- [Exercise]: Look through the entries below and extract exactly the lines from the one containing "Target: green tree foliage" through the one containing "Could you mark the white wig", ends included.

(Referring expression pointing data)
-- Opening Marker --

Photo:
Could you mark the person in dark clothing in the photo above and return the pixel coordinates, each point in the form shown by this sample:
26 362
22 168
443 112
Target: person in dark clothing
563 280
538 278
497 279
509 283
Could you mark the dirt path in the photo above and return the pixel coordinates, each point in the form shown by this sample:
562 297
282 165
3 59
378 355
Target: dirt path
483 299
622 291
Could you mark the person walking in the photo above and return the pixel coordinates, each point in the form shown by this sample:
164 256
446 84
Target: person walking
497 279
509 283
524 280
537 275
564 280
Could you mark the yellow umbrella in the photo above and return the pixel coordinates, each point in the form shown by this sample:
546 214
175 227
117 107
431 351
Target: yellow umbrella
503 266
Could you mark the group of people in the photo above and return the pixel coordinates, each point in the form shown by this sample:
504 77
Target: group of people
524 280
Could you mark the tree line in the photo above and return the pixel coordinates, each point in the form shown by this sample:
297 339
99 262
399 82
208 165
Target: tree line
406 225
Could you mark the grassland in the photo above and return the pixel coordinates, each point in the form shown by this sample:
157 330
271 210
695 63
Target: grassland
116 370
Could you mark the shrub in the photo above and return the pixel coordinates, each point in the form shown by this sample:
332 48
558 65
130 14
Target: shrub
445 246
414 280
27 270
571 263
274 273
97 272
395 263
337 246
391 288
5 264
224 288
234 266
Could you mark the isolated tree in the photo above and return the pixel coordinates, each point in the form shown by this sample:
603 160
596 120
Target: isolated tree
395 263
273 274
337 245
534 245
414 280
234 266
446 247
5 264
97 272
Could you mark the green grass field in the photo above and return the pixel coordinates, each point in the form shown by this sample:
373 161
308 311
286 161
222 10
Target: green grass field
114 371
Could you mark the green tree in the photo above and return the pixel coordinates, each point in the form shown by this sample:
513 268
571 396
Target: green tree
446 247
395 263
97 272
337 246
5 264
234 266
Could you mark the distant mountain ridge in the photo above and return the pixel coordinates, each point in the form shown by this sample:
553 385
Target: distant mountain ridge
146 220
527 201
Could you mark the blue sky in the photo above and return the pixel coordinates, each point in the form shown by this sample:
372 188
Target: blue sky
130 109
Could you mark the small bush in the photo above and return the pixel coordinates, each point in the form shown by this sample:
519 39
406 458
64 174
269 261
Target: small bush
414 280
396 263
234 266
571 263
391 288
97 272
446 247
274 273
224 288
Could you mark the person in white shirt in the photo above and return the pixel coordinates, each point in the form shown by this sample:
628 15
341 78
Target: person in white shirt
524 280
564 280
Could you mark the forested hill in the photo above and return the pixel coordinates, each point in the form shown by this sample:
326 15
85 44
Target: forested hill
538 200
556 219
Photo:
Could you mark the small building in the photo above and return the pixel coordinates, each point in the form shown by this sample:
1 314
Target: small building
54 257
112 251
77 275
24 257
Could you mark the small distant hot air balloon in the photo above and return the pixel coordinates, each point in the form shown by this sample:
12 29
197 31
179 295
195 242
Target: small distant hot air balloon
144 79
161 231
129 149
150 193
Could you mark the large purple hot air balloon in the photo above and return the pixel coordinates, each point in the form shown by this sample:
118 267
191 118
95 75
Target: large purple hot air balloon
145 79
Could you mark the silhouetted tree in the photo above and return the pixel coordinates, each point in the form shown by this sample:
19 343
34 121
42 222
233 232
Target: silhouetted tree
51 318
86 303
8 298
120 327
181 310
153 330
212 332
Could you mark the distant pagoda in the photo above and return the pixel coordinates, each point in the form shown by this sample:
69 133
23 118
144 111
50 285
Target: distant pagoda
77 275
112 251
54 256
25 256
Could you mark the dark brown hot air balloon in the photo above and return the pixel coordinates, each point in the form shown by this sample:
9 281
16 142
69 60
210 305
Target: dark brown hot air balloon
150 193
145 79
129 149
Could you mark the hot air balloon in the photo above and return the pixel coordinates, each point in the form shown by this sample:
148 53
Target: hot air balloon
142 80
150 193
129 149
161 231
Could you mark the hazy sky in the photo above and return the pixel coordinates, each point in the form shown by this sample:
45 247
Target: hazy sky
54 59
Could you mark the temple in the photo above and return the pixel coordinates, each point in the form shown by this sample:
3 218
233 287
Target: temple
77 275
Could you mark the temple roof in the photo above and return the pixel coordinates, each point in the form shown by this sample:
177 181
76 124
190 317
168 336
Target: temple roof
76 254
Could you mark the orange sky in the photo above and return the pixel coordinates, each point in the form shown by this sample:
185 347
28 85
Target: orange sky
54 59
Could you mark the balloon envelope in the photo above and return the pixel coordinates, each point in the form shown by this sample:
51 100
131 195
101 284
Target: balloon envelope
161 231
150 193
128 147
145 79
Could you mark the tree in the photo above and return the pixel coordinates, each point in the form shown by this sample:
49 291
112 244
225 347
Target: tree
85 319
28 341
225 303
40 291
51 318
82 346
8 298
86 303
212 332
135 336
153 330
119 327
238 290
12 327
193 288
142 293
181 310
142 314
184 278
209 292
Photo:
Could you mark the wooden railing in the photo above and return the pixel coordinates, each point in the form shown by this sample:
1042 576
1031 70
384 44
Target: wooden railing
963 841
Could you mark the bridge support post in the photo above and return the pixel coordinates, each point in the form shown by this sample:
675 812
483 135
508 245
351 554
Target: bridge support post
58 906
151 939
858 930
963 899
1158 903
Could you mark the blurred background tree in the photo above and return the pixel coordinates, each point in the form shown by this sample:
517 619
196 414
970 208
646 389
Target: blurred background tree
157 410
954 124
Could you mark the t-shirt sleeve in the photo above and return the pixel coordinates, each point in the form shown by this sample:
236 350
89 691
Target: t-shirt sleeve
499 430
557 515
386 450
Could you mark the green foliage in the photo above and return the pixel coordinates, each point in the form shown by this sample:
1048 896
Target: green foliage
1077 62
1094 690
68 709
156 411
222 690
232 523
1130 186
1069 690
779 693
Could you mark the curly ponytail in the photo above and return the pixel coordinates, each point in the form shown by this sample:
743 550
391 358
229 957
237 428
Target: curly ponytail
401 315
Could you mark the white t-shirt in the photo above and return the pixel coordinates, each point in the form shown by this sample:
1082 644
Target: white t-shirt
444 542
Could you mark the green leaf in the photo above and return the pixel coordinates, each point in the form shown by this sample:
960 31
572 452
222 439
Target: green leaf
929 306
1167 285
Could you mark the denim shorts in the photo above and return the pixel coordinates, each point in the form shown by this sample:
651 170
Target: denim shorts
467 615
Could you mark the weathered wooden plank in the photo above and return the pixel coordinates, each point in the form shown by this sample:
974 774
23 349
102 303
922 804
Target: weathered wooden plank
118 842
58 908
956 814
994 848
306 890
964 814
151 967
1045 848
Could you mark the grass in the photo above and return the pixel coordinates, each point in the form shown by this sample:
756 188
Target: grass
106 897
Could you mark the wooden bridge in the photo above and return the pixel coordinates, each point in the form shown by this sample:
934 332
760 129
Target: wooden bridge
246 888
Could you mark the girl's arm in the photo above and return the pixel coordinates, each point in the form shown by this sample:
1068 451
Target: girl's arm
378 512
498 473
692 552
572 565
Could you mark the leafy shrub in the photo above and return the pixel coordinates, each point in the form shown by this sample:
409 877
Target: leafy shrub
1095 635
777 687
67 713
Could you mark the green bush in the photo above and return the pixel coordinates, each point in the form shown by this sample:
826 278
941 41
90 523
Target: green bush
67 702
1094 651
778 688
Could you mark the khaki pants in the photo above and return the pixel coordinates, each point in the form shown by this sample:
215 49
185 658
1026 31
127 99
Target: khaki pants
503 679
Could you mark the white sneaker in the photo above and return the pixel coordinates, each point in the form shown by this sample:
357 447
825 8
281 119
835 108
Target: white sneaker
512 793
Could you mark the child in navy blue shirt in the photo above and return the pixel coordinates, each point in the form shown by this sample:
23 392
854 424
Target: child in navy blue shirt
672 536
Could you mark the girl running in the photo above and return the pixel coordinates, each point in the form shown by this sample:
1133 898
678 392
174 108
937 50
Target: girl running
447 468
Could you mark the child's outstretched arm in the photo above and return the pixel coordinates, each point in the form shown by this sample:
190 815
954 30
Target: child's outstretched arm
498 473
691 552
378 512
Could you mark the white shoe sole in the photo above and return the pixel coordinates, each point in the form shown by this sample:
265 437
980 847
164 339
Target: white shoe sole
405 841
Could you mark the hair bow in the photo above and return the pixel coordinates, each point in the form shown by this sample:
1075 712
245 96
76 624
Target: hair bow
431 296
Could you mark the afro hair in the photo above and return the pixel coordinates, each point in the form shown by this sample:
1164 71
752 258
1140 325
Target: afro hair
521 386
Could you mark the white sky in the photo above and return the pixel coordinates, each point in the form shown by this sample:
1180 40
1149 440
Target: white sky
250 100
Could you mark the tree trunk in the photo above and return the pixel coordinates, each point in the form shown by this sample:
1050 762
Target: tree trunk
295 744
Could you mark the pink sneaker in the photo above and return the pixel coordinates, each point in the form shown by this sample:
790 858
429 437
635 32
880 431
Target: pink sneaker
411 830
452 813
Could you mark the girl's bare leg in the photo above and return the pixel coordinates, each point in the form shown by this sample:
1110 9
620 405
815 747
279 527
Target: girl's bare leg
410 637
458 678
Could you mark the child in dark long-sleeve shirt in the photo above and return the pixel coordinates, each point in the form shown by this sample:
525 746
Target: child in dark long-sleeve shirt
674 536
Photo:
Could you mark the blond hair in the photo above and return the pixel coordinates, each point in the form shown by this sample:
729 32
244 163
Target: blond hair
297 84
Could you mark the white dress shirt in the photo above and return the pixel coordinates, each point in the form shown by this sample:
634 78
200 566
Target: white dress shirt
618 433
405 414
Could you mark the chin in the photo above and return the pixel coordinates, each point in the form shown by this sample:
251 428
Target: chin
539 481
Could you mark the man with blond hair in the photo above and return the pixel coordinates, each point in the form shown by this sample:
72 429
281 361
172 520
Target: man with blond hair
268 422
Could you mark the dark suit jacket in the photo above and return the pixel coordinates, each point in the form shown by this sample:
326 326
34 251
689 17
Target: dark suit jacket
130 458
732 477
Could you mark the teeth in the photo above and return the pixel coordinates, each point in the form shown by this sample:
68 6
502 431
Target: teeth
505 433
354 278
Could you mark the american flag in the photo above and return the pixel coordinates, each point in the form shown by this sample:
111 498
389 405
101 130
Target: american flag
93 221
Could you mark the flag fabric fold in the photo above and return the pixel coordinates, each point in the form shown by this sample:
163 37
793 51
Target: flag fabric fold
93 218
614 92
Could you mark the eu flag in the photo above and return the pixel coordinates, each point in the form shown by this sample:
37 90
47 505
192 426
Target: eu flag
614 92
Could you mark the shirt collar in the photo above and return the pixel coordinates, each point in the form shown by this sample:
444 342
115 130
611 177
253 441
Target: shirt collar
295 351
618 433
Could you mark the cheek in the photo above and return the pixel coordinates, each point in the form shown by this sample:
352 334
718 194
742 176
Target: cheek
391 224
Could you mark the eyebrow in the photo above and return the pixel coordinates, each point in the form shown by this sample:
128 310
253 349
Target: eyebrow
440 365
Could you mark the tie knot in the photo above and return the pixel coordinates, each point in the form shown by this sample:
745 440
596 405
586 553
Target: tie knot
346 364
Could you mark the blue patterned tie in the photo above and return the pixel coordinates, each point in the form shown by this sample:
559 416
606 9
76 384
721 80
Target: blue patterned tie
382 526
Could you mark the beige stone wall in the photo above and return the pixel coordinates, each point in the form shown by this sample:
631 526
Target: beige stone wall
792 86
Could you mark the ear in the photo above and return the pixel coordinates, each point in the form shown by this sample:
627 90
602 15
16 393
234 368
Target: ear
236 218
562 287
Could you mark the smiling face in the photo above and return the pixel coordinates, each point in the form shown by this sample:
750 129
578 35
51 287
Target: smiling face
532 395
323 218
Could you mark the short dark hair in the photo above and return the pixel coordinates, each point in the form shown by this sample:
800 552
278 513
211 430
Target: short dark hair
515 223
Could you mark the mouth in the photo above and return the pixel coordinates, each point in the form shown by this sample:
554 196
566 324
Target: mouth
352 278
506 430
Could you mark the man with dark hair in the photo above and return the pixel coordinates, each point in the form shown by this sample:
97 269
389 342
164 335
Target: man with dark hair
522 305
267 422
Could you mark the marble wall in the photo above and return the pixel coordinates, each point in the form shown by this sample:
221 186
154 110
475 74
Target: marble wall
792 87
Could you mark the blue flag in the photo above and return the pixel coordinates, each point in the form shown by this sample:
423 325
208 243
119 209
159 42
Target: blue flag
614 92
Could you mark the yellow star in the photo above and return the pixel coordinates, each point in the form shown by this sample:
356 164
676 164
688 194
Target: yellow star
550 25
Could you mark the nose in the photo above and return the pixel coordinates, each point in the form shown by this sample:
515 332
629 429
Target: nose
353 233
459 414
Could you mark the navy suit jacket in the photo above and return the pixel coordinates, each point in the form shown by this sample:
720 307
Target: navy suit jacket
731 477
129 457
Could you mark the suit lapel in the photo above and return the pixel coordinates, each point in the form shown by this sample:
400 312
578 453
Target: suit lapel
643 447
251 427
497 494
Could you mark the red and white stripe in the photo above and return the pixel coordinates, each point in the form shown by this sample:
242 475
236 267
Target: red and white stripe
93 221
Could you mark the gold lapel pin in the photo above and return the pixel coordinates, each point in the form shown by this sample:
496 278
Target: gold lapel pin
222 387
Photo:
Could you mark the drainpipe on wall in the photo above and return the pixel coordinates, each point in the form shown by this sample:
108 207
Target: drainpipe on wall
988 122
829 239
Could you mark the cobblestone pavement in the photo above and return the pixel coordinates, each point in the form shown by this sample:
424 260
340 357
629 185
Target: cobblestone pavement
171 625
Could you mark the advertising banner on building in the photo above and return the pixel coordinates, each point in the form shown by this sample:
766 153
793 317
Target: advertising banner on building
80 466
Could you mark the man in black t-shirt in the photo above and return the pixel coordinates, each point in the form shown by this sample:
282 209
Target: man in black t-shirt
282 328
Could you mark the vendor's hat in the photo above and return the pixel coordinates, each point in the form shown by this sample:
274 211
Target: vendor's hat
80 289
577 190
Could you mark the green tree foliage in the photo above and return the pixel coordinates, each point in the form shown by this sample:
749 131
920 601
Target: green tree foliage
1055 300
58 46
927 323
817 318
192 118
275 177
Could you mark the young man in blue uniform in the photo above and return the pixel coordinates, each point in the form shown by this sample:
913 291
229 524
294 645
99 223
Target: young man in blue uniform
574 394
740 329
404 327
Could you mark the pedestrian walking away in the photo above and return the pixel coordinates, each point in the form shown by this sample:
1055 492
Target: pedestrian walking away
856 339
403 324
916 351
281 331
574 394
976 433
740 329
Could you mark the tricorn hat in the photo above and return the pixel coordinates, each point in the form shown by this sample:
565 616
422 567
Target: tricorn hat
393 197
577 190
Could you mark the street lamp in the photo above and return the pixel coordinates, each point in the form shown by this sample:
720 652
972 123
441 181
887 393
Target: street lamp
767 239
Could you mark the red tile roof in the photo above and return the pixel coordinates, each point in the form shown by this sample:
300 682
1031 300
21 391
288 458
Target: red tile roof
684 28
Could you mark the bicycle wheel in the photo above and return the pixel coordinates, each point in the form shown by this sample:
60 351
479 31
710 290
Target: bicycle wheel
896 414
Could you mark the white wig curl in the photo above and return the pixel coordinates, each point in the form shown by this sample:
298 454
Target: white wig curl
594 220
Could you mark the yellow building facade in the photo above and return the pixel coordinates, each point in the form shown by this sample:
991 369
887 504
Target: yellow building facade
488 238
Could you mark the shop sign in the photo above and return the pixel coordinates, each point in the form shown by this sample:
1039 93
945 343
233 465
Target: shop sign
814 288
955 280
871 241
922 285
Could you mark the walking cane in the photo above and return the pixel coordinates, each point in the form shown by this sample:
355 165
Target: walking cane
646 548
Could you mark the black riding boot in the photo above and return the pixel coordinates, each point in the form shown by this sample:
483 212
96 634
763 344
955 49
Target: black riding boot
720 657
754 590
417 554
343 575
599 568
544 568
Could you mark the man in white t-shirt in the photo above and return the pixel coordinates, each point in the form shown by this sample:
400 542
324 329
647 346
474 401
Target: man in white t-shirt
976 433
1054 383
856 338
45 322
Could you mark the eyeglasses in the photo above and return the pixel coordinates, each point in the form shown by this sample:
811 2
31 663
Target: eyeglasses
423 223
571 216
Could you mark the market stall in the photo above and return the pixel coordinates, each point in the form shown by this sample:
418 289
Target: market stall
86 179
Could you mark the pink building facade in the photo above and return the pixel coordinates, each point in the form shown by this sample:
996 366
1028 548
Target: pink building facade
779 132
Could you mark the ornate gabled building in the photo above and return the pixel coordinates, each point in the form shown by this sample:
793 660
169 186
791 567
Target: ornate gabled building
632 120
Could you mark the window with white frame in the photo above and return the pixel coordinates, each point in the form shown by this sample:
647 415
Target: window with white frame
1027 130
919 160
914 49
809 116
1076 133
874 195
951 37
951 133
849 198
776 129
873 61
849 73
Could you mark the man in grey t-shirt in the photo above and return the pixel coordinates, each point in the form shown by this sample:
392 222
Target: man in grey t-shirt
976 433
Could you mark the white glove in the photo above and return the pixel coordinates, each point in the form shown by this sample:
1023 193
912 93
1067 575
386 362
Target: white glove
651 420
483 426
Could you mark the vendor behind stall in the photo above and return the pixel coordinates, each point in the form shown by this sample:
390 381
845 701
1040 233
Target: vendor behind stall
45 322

-- Closing Marker --

- [Answer to the exercise]:
Target: green tree foliage
1055 300
58 46
927 323
817 318
192 118
275 177
Could you mark the young man in blue uniform in the photo above and return the pixel coordinates, each point in the form shown by this sample:
913 291
229 524
294 645
99 223
Target: young man in blue uniform
574 394
740 329
404 327
Could you mark the pedestrian walking away in the photo above and return the pixel coordinates, each point in the form shown by this sample:
1055 492
Target: pedestrian walking away
856 339
403 324
916 351
281 331
574 394
976 433
740 329
Could you mark the tricorn hat in the photo above and return the pixel coordinates, each point in the form shown by this sample:
565 616
422 567
Target: tricorn hat
393 197
577 190
Could you mark the street lamp in the photo above and return the pixel coordinates, each point in the form shown by this sample:
720 652
972 123
441 181
887 393
Target: street lamp
767 239
Could you mark the red tile roof in the photo above and return the pixel coordinates, each point in the form shown by this sample:
300 682
1031 300
21 391
288 458
Target: red tile roof
684 28
Could you mark the bicycle wheel in the photo above and return the pixel coordinates, each point in the form shown by this sample:
60 351
479 31
710 290
Target: bicycle wheel
896 414
Could you mark the white wig curl in the photo above and return the pixel coordinates, each point in the form shown by this sample:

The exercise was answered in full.